# Supplied information:
---*---

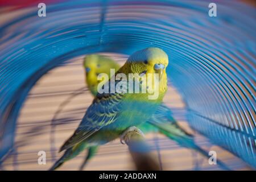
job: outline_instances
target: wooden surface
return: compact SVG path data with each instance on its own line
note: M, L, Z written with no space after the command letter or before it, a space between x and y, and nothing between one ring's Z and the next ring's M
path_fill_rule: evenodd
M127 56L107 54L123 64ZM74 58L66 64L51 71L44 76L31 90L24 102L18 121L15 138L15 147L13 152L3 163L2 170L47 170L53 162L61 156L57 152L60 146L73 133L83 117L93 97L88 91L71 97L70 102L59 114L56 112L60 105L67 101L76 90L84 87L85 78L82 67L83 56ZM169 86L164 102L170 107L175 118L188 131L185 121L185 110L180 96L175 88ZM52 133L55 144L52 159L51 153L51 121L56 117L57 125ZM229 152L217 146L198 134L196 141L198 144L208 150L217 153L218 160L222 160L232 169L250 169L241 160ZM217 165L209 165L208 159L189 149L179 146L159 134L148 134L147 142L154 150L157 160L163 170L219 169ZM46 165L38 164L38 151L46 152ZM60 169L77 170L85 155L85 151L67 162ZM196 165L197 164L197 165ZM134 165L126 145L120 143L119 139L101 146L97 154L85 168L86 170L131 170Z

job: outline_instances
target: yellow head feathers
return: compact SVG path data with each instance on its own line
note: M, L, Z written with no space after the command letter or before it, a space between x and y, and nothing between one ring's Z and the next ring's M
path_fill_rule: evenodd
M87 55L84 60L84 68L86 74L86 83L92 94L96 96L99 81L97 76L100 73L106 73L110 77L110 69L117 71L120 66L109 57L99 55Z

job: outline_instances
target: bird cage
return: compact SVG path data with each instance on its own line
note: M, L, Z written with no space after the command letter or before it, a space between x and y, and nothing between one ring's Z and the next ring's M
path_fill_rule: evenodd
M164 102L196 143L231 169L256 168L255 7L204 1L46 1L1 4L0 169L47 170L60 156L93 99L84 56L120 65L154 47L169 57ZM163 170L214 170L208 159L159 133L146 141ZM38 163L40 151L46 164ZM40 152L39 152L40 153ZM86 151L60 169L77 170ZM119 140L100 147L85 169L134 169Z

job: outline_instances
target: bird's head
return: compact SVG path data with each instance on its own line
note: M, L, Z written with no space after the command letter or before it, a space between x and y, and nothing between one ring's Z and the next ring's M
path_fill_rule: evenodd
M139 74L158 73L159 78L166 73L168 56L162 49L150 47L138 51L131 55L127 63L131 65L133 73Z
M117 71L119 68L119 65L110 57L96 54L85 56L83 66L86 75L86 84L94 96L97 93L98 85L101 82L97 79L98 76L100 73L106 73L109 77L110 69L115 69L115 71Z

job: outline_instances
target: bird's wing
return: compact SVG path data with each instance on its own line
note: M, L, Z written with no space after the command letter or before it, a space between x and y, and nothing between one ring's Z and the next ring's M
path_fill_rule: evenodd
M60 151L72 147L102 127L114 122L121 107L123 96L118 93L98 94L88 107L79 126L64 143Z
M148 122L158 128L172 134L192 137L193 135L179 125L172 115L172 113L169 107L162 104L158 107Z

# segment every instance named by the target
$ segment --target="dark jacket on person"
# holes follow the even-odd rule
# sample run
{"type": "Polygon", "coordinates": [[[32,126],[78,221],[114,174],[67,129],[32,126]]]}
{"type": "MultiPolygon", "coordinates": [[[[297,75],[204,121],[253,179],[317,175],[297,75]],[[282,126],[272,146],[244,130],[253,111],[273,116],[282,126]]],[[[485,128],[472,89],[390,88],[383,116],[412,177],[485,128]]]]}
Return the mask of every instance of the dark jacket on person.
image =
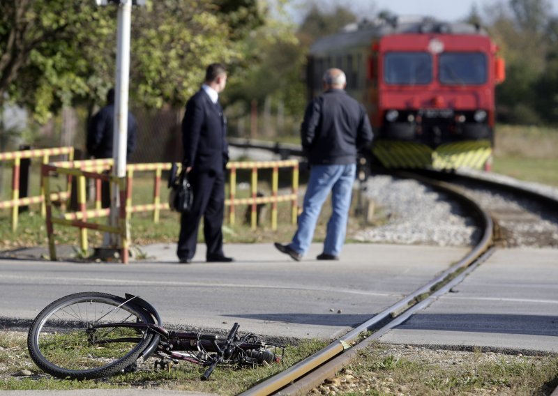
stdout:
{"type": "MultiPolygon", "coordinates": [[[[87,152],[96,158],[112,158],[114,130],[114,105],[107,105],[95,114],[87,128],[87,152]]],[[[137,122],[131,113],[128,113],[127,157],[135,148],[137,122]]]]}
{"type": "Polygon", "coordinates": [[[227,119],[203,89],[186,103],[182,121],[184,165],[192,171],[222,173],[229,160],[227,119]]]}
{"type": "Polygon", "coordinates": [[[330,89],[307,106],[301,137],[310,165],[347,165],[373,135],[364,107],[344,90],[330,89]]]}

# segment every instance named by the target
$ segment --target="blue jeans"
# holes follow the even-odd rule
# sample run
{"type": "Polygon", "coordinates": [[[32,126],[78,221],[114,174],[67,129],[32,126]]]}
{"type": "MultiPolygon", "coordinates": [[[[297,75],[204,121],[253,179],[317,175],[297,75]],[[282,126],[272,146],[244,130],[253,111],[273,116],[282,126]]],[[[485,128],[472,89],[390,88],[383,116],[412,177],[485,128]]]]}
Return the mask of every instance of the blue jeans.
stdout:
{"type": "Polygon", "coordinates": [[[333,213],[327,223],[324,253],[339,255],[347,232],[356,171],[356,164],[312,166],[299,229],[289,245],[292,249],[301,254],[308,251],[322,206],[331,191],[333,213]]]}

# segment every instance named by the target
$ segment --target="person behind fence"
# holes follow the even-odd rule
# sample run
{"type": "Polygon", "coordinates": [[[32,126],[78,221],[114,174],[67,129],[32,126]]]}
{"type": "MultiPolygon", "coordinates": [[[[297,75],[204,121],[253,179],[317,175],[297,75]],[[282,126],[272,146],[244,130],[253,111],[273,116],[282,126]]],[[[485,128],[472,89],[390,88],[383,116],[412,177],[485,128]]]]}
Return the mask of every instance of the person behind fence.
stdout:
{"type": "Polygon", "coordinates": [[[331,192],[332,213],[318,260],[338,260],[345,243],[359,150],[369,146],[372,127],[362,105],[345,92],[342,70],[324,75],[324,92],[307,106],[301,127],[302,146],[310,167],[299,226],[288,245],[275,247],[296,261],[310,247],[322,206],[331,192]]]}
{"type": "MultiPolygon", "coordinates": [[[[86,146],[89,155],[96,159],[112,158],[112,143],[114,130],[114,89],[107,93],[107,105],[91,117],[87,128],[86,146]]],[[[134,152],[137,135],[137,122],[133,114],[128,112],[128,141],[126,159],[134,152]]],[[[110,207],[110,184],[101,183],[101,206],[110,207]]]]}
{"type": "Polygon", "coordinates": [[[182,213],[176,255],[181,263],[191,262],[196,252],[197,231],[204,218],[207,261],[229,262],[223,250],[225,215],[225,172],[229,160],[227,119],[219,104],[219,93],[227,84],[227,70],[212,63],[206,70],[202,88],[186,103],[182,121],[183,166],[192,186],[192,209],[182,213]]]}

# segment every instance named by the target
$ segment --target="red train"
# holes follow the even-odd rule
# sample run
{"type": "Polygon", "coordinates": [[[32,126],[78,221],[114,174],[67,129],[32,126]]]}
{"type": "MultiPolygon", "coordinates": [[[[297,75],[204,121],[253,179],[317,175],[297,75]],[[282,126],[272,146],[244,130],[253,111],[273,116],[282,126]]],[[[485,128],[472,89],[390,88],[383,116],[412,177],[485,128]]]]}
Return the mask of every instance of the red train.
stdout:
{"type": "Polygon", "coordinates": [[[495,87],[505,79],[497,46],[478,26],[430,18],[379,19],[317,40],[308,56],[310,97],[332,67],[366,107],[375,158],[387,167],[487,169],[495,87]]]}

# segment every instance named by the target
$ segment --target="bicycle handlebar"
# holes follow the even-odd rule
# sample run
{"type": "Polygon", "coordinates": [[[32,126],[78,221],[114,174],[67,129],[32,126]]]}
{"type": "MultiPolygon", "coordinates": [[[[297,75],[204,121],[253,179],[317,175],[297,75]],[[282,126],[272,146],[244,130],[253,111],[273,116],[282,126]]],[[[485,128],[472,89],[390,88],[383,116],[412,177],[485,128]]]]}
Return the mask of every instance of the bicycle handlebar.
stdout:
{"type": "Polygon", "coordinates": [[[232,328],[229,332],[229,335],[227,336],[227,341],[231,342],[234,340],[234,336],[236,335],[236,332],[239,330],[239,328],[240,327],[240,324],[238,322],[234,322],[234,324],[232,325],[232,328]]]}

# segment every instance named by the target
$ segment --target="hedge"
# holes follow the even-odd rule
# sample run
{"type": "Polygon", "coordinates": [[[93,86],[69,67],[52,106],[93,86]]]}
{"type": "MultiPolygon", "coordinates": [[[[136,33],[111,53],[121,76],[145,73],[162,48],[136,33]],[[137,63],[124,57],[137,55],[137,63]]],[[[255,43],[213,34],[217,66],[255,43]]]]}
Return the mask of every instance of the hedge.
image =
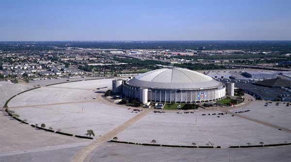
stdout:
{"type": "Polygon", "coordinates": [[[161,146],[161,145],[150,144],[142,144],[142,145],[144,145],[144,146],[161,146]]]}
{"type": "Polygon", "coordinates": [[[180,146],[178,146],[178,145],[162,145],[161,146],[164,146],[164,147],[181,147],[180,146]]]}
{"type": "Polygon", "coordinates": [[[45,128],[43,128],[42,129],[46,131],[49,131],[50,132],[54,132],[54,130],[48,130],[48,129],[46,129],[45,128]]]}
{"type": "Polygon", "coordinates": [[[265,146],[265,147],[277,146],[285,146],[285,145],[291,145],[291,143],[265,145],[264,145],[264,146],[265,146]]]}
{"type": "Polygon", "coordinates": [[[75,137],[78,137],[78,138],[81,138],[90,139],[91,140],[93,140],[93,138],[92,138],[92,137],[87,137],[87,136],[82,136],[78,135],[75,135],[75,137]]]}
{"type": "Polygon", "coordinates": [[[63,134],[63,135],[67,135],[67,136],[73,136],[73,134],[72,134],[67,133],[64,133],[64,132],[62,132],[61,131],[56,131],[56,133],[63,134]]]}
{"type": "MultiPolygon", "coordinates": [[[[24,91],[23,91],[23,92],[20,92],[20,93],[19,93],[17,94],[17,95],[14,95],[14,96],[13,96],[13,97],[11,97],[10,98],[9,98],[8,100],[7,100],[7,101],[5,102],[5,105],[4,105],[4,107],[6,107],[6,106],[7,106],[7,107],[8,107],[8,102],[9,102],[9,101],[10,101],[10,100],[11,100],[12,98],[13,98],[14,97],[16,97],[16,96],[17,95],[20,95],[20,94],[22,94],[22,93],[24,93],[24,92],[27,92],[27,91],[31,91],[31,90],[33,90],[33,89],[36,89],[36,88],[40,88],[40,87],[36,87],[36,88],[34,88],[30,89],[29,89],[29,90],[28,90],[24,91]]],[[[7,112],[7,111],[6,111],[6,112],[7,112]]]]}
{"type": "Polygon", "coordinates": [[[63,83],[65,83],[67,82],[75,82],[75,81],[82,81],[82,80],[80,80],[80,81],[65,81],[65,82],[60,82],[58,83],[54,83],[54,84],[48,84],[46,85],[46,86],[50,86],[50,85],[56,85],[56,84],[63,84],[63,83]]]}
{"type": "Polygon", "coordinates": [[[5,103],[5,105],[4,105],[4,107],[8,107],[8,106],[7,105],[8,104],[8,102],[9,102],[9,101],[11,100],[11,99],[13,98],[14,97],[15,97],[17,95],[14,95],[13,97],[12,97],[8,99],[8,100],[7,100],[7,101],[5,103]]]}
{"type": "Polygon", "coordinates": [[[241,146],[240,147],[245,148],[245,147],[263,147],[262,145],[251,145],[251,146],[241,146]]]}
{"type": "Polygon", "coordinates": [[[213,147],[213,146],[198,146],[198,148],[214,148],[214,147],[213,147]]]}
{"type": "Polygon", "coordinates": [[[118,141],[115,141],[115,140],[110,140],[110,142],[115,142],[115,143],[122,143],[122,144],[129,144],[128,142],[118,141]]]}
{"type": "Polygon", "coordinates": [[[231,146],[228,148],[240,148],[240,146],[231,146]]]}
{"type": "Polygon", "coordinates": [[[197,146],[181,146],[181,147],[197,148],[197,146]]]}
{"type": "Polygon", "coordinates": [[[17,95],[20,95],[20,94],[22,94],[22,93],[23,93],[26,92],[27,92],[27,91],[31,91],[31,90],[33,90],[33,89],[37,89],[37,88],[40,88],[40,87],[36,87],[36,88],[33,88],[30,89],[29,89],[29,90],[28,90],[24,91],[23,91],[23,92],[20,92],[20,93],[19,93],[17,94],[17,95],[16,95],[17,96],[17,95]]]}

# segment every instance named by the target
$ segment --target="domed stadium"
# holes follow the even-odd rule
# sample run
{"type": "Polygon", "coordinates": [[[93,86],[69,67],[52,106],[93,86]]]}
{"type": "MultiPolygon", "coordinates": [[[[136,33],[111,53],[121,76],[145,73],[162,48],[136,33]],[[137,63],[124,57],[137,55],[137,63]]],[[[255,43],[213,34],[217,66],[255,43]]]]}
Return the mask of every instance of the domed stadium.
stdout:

---*---

# Task:
Collect every line in the material that contains the word "dark". Case counts, so skip any line where the word appears only in a different case.

# Answer in full:
$ segment --target="dark jacket on person"
Return the mask of every instance of the dark jacket on person.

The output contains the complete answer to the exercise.